- OBJETIVO: Redacta la continuación del texto sobre la Ley Antidiscriminación a partir de la última oración que se muestra.

Como
recordó hace un par de días Gerardo Gorodischer, presidente de la Comunidad
Judía de Chile, se acaba de cumplir un año de la promulgación de la ley 20.609,
la Ley Antidiscriminación. Ingresado en marzo de 2005, el proyecto de ley que
prometía castigar conductas discriminatorias arbitrarias como la homofobia y el
racismo hibernó por años en Valparaíso, hasta que, como sabemos, el brutal asesinato
de Daniel Zamudio lo reactivó y apuró su aprobación. En los días posteriores a
la agresión del parque San Borja, el proyecto recibió suma urgencia y muchos
parlamentarios que parecían haberlo olvidado, súbitamente lo reconsideraron.

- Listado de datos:
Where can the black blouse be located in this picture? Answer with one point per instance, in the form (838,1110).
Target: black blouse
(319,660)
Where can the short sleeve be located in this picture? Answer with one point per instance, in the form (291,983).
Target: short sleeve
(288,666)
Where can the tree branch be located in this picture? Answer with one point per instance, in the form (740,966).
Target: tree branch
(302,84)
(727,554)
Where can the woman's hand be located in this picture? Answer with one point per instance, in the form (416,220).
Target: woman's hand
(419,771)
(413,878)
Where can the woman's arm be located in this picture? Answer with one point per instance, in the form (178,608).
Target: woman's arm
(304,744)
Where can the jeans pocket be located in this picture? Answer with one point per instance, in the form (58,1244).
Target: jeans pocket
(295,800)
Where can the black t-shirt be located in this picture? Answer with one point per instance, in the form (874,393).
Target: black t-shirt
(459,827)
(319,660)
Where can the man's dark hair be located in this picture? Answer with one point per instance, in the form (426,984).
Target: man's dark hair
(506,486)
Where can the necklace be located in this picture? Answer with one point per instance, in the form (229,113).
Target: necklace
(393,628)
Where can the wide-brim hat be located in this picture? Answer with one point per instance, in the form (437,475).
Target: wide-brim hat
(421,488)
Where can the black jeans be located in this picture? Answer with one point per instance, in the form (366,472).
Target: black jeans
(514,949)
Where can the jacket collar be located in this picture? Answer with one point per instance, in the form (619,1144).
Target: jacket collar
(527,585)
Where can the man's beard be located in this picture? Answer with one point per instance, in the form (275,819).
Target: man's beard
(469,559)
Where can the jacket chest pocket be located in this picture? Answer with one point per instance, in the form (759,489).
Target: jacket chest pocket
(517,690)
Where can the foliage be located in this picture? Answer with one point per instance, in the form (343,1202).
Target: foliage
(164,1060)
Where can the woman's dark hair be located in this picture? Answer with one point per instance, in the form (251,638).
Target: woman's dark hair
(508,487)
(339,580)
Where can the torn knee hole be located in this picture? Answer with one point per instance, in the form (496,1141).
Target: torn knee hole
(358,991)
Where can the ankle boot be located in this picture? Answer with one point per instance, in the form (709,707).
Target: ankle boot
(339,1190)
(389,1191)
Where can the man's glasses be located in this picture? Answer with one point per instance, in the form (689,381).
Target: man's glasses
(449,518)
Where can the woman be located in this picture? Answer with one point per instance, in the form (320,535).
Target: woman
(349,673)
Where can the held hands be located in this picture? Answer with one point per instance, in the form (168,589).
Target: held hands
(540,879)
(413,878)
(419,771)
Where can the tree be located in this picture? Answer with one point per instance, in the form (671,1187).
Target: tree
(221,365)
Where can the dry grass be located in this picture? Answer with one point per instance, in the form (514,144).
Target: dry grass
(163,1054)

- RESPUESTA SIGUIENTE:
Otros salieron a recordar –no sin cierta razón– que desde un comienzo habían
apoyado la iniciativa, pero que el bloqueo de los sectores conservadores había
impedido su aprobación. Algunos honorables, más entusiastas, se atribuyeron no
sólo la paternidad del proyecto sino también el carácter de precursores en la
lucha contra la discriminación en Chile. Ahora bien, sin ánimo de cuestionar el
aporte de los sectores progresistas en la construcción de una legislación
antidiscriminación en nuestro país ni mucho menos la importancia de la ley
promulgada hace un año, es necesario señalar que, desde el punto de vista
histórico, los primeros pasos en esta dirección no fueron dados en la década
del 2000, sino hace más de setenta años (!), durante el gobierno del Frente
Popular.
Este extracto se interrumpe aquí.